◆ **Exercises**
1. In the mailing list post about changes to AbstractSubTypeFieldType, how are the start and end dates stored in the "temporal" field type example?
2. Carry on the mailing list post about changes to AbstractSubTypeFieldType, picking up after its final sentence.

◆ **Document**
........

You are viewing a plain text version of this content. The canonical link for it is here.
Posted to solr-user@lucene.apache.org by Mark Allan <ma...@ed.ac.uk> on 2010/07/02 15:51:47 UTC

Modifications to AbstractSubTypeFieldType

Hi folks,

I've made a few small changes to the AbstractSubTypeFieldType class to  
allow users to define distinct field types for each subfield.  This  
enables us to define complex data types in the schema.

For example, we have our own subclass of the CoordinateFieldType  
called TemporalCoverage (I've spoken about this recently on the  
mailing list) where we store a start and end date for an event but now  
we can store a name for the event as well.

<fieldType name="temporal"  
class="uk.ac.edina.solr.schema.TemporalCoverage" dimension="3"  
subFieldSuffix="_ti,_ti,_s"/>

In this example, the start and end dates get stored as trie-coded  
integers and the description as a string.

As usual, it's up to your own subclass to do sanity checking on the  
input to ensure the right number and type of subfields are there in  
the document field.

We now store documents like this:
<doc>
   <field name="id">15250</field>
   <field name="name">Events of the 20th Century</field>
   <field name="description">Film covering a variety of important  
events in the 20th Century.</field>
   <field name="daterange">1914,1918, First World War</field>
   <field name="daterange1">1939,1945, Second World War</field>
   <field name="daterange2">1957,1969, Space Race</field>
   <field name="daterange3">1990,2000, random date</field>
   ...
</doc>

The changes to AbstractSubTypeFieldType do not have any adverse  
effects on the solr.PointType class, so I'd quite like to suggest it  
gets included in the main solr source code.  Where can I send a patch  
for someone to evaluate or should I just attach it to the issue in  
JIRA and see what happens?

........

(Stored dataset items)
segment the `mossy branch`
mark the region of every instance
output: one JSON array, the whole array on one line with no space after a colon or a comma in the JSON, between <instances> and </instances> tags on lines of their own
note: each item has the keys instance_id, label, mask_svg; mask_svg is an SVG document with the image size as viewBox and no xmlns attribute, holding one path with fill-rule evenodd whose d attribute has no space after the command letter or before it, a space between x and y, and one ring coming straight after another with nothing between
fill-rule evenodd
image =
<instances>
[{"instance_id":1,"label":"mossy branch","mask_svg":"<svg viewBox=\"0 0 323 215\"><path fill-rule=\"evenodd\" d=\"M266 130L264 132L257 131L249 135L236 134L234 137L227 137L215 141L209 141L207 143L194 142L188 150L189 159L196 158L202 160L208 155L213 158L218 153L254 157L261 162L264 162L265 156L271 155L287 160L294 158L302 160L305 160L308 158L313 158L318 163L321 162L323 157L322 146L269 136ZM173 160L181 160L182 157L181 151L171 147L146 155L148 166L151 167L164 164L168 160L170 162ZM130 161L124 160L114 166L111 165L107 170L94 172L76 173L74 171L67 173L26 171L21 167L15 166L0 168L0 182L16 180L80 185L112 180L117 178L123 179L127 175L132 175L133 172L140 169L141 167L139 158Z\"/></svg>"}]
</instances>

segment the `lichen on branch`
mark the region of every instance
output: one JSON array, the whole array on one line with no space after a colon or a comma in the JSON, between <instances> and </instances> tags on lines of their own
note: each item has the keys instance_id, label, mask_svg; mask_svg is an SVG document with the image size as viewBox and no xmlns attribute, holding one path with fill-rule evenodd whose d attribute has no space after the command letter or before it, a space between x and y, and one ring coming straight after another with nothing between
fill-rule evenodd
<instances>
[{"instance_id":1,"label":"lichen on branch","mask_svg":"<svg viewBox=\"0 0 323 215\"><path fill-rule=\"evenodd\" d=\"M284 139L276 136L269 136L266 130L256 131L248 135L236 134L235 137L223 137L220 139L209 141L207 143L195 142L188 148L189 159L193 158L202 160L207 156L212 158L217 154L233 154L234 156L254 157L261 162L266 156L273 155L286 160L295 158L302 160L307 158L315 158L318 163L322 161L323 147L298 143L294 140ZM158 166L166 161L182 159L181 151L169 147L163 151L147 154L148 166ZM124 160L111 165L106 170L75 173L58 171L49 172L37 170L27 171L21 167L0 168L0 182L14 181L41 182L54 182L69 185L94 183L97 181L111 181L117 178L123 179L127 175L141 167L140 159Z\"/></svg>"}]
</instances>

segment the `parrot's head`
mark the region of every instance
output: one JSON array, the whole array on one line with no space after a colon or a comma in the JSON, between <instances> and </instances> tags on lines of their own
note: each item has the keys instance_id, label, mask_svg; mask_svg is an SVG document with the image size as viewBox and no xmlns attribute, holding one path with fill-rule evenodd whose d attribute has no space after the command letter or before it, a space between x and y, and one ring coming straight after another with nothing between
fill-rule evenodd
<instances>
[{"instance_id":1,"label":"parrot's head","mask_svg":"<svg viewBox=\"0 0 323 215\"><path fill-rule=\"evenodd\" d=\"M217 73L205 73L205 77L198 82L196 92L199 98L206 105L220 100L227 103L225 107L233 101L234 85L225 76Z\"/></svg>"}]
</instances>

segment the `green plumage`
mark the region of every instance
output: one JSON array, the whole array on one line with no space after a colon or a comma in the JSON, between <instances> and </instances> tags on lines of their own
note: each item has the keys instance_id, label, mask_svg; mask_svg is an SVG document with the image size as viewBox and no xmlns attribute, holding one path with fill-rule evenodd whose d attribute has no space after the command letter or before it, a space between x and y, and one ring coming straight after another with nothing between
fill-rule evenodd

........

◆ **Answer list**
1. They are stored as trie-coded integers.

2.
	https://issues.apache.org/jira/browse/SOLR-1131

Mark

PS. Is the solr-dev mailing list dead? There's nothing in the archives  
since April.


-- 
The University of Edinburgh is a charitable body, registered in
Scotland, with registration number SC005336.


Re: Modifications to AbstractSubTypeFieldType

Posted by Mark Allan <ma...@ed.ac.uk>.
On 3 Jul 2010, at 1:50 am, Chris Hostetter wrote:

> : The changes to AbstractSubTypeFieldType do not have any adverse  
> effects on the
> : solr.PointType class, so I'd quite like to suggest it gets  
> included in the
> : main solr source code.  Where can I send a patch for someone to  
> evaluate or
> : should I just attach it to the issue in JIRA and see what happens?
> : 	https://issues.apache.org/jira/browse/SOLR-1131
>
> please open a new Jira issue.

OK, done.
https://issues.apache.org/jira/browse/SOLR-1986

> I'm not too familiar with AbstractSubTypeFieldType, but your  
> improvement
> sounds pretty good to me on the surface ... i'm just wondering if we
> should have a simpler way of specifying the suffix when dimension is
> really large.

Yes, I wondered that myself but wasn't sure which way to go.

I thought about something like this:

<fieldType name="temporal"  
class="uk.ac.edina.solr.schema.TemporalCoverage" dimension="3">
	<subFieldSuffix>_ti</subFieldSuffix>
	<subFieldSuffix>_ti</subFieldSuffix>
	<subFieldSuffix>_s</subFieldSuffix>
</fieldType>

but it doesn't really seem to help much. If anything, it probably  
makes it *less* readable.

Mark

-- 
The University of Edinburgh is a charitable body, registered in
Scotland, with registration number SC005336.


Re: Modifications to AbstractSubTypeFieldType

Posted by Chris Hostetter <ho...@fucit.org>.
: The changes to AbstractSubTypeFieldType do not have any adverse effects on the
: solr.PointType class, so I'd quite like to suggest it gets included in the
: main solr source code.  Where can I send a patch for someone to evaluate or
: should I just attach it to the issue in JIRA and see what happens?
: 	https://issues.apache.org/jira/browse/SOLR-1131

please open a new Jira issue.

I'm not too familiar with AbstractSubTypeFieldType, but your improvement 
sounds pretty good to me on the surface ... i'm just wondering if we 
should have a simpler way of specifying the suffix when dimension is 
really large.


-Hoss


Re: Modifications to AbstractSubTypeFieldType

Posted by Lance Norskog <go...@gmail.com>.
Compound types are young and will probably mutate. I will do my own
hack until things settle down.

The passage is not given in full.